*Problem 1*. Count the lines in the records that contain the string "water", treating uppercase and lowercase as distinct, and give only the resulting number.

*Excerpt*.
·····
For some people in the UK chipboard industry, the market has not shown any indications of strengthening from its weak position throughout the summer. There is still serious overcapacity in the market and the spectre of new production coming on stream that threatens to squeeze already small margins even further.
One contact said he had also noticed a decline in the activity of architectural firms in recent months – a sure sign, he believes, that the construction industry is heading for a bumpy ride.
‘There are signs of a slowdown,’ confirmed another contact. ‘It is not rife throughout the whole market place but there are sections of the market that are beginning to suffer.’
However, one UK-based manufacturer said that his business was significantly ahead of where it was just a few weeks ago: ‘We are pleased and relieved to be relatively busy and, in fact, we are under pressure for deliveries now. One never knows in advance whether the busy season is going to arrive or not – but it has.’
Despite a lot of negativity in the market, most people appear to be holding their nerve. Indeed there is ‘huge hope’, in the words of one contributor, that troubled German manufacturer Hornitex and its entire chipboard production capacity ‘will be taken completely out of the European market’ before too long, which may just provide the stimulus for more realistic prices to prevail in the UK.
Hornitex buyers
Some big players in the German chipboard industry are reportedly putting together a proposition to jointly take over the ailing giant and dismantle its chipboard operation. The idea is that the firms will ‘invest’ a potential total of about £100m in order to remove around 800,000m3 of chipboard production per year, thus relieving market pressure on their own chipboard operations.
This is a significant slice of the market, amounting to around 10% of the total annual German output of 8.6 million m³, though it would make less of a dent in the overall European output of about 36 million m³.
“I don’t think, in terms of the economy, events like September 11 are going to have that much of an effect. It has actually brought the world together. It is far more likely that the general slowdown in the world economy will have a bigger negative effect on confidence’” |
Hornitex’s MDF side is a more attractive proposition and may be bought as a going concern, partly because, unlike chipboard, this product’s markets are not yet thought to have reached saturation point.
·····
*Supplied material*.
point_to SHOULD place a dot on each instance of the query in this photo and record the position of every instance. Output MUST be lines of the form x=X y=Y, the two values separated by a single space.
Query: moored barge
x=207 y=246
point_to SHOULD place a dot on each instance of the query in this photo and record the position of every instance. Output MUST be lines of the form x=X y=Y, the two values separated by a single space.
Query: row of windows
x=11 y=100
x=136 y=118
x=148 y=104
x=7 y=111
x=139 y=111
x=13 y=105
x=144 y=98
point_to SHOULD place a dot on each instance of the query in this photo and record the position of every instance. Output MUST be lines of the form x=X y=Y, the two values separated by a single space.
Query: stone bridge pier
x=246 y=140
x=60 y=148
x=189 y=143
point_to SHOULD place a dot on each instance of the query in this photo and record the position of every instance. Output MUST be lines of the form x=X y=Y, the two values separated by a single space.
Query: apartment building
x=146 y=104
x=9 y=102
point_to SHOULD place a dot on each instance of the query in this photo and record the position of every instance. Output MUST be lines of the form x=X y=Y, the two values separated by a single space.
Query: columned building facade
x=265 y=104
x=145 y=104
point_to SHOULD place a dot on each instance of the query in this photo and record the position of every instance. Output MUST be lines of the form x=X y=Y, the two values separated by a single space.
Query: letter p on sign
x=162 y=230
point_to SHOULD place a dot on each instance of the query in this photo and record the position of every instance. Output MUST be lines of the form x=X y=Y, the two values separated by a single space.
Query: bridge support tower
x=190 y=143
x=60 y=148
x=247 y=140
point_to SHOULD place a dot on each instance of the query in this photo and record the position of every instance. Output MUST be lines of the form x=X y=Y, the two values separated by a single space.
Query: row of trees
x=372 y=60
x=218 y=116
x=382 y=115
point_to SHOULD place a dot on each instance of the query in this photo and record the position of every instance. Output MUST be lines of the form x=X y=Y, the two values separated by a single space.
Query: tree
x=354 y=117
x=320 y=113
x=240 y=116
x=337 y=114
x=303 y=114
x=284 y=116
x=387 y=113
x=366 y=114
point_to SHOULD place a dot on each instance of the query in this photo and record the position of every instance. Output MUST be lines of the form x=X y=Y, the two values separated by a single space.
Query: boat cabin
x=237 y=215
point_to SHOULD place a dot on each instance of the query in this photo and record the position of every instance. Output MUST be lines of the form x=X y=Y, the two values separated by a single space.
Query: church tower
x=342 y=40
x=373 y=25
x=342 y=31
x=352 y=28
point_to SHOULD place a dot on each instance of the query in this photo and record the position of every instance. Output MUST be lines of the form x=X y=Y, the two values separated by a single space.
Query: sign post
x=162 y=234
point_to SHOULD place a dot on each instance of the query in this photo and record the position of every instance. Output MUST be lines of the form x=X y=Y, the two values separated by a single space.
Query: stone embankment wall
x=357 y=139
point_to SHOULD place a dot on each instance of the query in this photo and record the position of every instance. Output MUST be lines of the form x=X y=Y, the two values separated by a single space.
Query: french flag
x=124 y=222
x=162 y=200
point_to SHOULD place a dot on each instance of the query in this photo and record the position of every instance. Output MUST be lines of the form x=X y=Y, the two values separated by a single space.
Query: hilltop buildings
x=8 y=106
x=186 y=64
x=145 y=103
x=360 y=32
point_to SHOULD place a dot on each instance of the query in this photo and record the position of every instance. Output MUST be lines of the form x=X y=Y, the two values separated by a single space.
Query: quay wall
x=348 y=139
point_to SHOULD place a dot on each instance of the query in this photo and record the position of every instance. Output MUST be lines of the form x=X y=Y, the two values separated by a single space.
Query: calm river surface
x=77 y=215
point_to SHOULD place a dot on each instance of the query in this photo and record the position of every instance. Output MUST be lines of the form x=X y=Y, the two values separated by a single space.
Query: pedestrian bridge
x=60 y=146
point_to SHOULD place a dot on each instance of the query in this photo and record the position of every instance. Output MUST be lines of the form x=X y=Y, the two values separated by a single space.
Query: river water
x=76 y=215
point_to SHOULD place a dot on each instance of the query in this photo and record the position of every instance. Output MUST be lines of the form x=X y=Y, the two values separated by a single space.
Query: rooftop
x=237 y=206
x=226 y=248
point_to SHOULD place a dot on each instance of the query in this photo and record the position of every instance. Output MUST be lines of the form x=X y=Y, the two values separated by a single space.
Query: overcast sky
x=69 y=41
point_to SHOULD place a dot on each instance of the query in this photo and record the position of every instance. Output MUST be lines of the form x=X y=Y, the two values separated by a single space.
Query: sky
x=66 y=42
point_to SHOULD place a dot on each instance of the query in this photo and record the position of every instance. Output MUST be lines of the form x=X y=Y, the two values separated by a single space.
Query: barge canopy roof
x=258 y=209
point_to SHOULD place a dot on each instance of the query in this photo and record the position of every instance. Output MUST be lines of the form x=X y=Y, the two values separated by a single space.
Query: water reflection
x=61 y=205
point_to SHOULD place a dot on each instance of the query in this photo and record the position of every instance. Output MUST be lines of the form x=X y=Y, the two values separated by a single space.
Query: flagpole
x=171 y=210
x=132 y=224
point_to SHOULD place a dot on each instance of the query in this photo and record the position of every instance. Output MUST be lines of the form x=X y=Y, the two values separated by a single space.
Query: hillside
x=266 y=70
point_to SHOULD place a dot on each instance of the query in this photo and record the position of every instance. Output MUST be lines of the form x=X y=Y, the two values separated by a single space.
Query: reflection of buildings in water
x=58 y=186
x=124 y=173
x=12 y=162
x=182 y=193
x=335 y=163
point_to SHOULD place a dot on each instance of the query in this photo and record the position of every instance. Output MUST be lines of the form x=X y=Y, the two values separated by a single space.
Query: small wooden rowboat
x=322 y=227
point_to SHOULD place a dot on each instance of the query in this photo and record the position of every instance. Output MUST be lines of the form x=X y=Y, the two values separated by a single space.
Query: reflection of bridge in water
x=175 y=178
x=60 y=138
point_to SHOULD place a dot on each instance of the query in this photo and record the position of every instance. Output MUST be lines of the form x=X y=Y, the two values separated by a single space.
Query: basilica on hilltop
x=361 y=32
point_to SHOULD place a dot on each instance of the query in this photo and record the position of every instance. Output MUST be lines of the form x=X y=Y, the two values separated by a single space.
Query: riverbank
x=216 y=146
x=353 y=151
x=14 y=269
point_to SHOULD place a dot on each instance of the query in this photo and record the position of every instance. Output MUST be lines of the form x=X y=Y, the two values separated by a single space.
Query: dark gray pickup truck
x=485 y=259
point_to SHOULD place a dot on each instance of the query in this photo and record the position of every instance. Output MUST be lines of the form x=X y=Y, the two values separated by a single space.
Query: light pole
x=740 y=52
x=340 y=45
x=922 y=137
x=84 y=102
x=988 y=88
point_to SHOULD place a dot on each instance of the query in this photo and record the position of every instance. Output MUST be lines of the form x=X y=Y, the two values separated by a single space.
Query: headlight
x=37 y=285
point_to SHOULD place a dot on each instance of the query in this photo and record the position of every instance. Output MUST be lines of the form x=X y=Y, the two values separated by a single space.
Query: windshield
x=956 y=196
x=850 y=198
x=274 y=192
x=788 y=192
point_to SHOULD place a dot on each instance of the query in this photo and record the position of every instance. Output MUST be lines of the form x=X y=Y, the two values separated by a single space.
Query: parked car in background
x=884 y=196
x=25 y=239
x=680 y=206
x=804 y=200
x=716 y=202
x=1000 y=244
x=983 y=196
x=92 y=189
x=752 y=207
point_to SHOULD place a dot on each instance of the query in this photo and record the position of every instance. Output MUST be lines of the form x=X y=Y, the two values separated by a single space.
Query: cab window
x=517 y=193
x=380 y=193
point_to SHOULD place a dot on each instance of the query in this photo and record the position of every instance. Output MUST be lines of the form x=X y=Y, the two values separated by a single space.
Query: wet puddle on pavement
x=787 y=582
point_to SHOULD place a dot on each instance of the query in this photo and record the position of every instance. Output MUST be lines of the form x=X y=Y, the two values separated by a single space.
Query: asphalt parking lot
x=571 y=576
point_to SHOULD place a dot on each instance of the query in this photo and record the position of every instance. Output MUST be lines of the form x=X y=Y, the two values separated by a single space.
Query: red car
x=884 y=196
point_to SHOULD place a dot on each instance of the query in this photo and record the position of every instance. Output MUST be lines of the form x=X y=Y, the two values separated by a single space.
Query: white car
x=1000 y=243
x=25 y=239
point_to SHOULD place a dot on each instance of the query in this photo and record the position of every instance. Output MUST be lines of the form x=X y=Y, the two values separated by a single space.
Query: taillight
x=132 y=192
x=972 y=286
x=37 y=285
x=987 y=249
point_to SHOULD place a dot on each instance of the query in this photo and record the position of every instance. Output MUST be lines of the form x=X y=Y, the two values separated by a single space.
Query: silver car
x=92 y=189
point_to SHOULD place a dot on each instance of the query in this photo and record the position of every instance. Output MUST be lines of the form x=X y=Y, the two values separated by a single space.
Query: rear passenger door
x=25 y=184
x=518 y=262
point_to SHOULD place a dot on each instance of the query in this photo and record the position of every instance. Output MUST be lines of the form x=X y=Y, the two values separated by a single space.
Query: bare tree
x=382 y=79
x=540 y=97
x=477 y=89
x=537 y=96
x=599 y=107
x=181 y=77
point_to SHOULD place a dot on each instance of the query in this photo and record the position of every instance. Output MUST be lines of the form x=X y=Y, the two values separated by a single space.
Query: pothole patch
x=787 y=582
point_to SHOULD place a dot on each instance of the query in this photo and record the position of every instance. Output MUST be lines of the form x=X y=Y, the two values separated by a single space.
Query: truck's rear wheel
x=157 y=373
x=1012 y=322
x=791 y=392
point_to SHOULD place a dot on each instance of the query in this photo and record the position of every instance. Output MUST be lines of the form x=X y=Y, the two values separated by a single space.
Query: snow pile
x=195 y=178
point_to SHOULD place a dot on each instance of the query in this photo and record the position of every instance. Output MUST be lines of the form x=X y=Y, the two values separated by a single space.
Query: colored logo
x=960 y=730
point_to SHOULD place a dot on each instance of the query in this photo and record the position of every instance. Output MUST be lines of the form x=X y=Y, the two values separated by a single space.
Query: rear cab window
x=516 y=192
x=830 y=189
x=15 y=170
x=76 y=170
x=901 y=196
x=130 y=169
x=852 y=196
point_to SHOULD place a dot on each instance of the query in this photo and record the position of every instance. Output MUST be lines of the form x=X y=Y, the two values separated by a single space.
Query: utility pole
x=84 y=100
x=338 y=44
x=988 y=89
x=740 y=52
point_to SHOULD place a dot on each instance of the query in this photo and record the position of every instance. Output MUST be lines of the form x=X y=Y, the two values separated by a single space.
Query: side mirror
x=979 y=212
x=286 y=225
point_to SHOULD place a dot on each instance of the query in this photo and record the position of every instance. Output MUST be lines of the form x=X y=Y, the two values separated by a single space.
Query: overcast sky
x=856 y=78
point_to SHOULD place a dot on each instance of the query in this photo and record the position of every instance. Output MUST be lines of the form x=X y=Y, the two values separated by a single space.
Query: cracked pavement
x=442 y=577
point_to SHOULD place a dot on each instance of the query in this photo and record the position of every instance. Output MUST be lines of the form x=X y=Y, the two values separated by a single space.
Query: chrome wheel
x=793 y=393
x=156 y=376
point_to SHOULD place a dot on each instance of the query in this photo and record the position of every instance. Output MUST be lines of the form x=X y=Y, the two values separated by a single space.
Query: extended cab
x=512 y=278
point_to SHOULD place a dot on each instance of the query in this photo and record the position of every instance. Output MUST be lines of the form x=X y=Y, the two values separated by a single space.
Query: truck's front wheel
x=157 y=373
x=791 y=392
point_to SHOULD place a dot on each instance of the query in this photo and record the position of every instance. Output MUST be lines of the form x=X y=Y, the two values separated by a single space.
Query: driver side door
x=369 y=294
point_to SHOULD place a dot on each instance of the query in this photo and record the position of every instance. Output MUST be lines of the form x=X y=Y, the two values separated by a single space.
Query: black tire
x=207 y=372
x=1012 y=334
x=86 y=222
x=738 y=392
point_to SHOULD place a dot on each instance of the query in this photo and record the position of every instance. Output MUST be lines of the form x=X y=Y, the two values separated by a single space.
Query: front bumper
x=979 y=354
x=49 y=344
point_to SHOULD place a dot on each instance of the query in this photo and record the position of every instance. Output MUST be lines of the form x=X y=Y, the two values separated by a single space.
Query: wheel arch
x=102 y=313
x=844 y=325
·····
*Problem 2*. According to the article on the UK chipboard market, how much chipboard production per year would the German firms' proposed takeover of Hornitex remove?

*Exercise result 1*. 4

*Exercise result 2*. Around 800,000 m³ of chipboard production per year.